Bram writes:
> Alice first picks primes p and q, both congruent to 3 mod 4, and finds
> their product, N. She will be able to reuse N any number of times so long
> as she keeps p and q secret.

So if we use Wagner et al's simpler version of this, where the user is
asked to compute s^{2^t} mod n, I considered this myself also and it
works (I had read the timelock paper, and this is where I got it
from).

There are other properties it may be useful for hashcash to have for
some applications:

(1) safe to allow user chosen challenges
(2) efficiently verifiable by the challenger
(3) efficiently auditable (verifiable by any third party without any
    private key information)
(4) trap door for challenger (challenger can produce tokens more cheaply)
!(4) no trap door for challenger (challenger can't produce tokens more cheaply)
(5) efficiently amortizable (tokens can be efficiently combined to form
    a small combined token proving that the combined token cost the
    combined amount of CPU time to produce)
(6) non parallelizable
(7) fixed upper bound on work (eg. known solution challenges, we know
    the user won't have to spend more than a certain amount of time)

((4) and !(4) are opposites; (3) implies (2).

s^{2^t} exhibits properties (1), (2), (4) and (6); it could exhibit
!(4) if p and q were deleted, or n computed using some multiparty
computation.

It seems difficult to create a cost function which exhibits (3), (4)
and (6).  And even harder to add property (1) to the list.

My original hashcash scheme [1] exhibits properties (1), (2), (3).

Here's a description of an amortizable hashcash scheme exhibiting:
(3), !(4) and (5):

The motivation for property (5) (amortizable tokens) is distributed
systems (eg. cypherspace / eternity server systems), where you want a
decentralised method to vote on the popularity of documents, or
reliability, honesty etc. of other nodes.
-*-*-
▶ [EXERCISES TO COMPLETE]
(a) Reproduce the hashcash post above word for word, from "It seems difficult" up to and including "properties (1), (2), (3).".
(b) In the hashcash post, which properties does the writer's original hashcash scheme exhibit?

▶ [PROVIDED DATA]
-*-*-
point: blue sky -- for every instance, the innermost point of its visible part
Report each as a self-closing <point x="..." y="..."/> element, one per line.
-*-*-
▶ [WRITTEN ANSWERS]
(a)
It seems difficult to create a cost function which exhibits (3), (4)
and (6).  And even harder to add property (1) to the list.

My original hashcash scheme [1] exhibits properties (1), (2), (3).

(b) Properties (1), (2), and (3): it is safe to allow user chosen challenges, efficiently verifiable by the challenger, and efficiently auditable.